TEXT SECTION
With a background in tourism, geography, and even cattle wrangling, Dave Taylor forged an unconventional path to becoming a GIS team lead. Taylor is a cartographer and analyst with Pathfinder Geospatial, a company that provides data acquisition and analysis services along with cartographic design. Determined to stay ahead of the curve, he embraced the shift from ArcMap to ArcGIS Pro, mastering its modern tools to create stunning visualizations.
In 2024, Taylor’s Oceanic Oscillations map, showing the range and variety of Earth’s tides, was featured on maps.com for both its eye-catching design and the depth of information it conveys. The map is also a stunning use of the Spilhaus map projection, which displays the world’s oceans as a single, connected body of water.
In this interview, Taylor shares the story behind his Oceanic Oscillations map, the power of ArcGIS Living Atlas of the World, and how pushing past ArcGIS Pro’s learning curve unlocked a new level of creative cartography.
Q. How did you become a GIS team lead and a cartographer?
I came into it from a bit of an odd direction—at least I think so. I double-majored in tourism and geography and did a little bit of work with ArcView in school. I had always thought it was interesting, but at the time, I wasn’t ready to dive into it. Instead, I pursued a job in tourism, working as a horseback trail guide and a dog sled guide for a bit. I was an honest-to-goodness cowboy, riding a horse through pens of cattle, looking for sick cattle, and treating them. At some point, I decided I should probably find a job where, when it’s -40 [degrees] outside, I can choose to stay inside.
I thought back to my days in school and realized I was good at GIS and enjoyed it as well. So, I worked my way through GIS books and enrolled in a local GIS program to obtain a certificate. My first GIS job was for a company that handled land leases and other things for oil, gas, telecom, and renewable businesses. I started doing data entry using Google Earth until one day, I overheard a colleague expressing the need for a good map. Luckily, they had an ArcMap license, and I jumped at the chance to apply my skills and enjoyment for making maps. After that, I helped them go from making maps in Google Earth and PowerPoint to showing what is possible with GIS. Within a year, it became a core offering, and I became their first GIS technician.
Q. I enjoy seeing maps entirely made in ArcGIS Pro. The Oceanic Oscillations map happens to be one of those, and Esri cartographer John Nelson noticed it. How did you move from making maps in ArcMap to making ones in ArcGIS Pro only?
I wasn’t one of the early adopters of [ArcGIS] Pro, but I did get into it early, knowing ArcMap was eventually going to phase out. During some downtime at my company, I decided for one month I would not open ArcMap until I absolutely needed it. And that was a painful time, as I could run ArcMap with my eyes closed. I was doing very basic, technical-looking maps in [ArcGIS] Pro using default settings that got the point across. I always thought those beautiful maps I saw were made in Adobe Illustrator or Photoshop, and that a GIS analyst like me could never make anything like that. One day, I discovered the Cartography. MOOC Esri offers and found that you can do a lot of cool stuff right in [ArcGIS] Pro. You’ve just got to be willing to click that scary button on the side, which opens the settings of your layers, to change your fonts a little bit, adjust your spacing, and tinker. And that was it. The rest is history. Now, if I can’t make a map in [ArcGIS] Pro, then generally that just means I can’t make it.

RECORD EXCERPTS
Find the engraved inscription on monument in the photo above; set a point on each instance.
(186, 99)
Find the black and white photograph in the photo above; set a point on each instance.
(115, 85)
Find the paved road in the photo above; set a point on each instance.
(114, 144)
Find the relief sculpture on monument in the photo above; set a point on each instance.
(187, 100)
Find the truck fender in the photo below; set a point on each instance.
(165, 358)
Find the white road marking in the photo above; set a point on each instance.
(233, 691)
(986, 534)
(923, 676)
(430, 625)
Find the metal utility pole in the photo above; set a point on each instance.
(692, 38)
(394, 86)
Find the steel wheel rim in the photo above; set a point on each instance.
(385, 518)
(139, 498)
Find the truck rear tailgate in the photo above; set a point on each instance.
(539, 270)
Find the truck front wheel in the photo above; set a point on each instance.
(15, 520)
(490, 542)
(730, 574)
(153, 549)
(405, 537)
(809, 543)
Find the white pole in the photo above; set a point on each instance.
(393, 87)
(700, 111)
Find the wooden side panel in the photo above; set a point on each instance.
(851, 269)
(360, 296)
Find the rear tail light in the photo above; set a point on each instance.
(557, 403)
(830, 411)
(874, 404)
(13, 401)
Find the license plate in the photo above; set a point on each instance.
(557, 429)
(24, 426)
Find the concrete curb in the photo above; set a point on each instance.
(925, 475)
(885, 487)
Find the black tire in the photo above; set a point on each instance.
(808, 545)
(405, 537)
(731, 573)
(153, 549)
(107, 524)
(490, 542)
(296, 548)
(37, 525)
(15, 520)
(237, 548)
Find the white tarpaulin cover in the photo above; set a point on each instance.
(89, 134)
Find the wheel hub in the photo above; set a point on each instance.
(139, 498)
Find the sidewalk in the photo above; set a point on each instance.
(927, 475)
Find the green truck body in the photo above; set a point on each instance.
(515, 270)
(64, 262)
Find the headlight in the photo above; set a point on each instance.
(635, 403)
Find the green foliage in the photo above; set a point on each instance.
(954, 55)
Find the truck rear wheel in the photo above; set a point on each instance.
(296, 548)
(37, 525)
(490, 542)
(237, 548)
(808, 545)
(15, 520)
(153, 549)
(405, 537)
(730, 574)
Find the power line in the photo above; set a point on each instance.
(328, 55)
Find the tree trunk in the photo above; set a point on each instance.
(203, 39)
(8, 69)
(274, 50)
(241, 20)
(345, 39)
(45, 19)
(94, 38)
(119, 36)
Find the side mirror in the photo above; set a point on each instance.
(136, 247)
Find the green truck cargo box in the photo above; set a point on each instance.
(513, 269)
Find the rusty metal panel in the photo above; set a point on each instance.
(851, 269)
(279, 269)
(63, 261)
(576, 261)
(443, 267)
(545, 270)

TASK TO COMPLETE
Please repeat, word for word, the stretch of the cartographer interview above from "In this interview, Taylor" through "and a cartographer?".

RESULT OF THE TASK
In this interview, Taylor shares the story behind his Oceanic Oscillations map, the power of ArcGIS Living Atlas of the World, and how pushing past ArcGIS Pro’s learning curve unlocked a new level of creative cartography.
Q. How did you become a GIS team lead and a cartographer?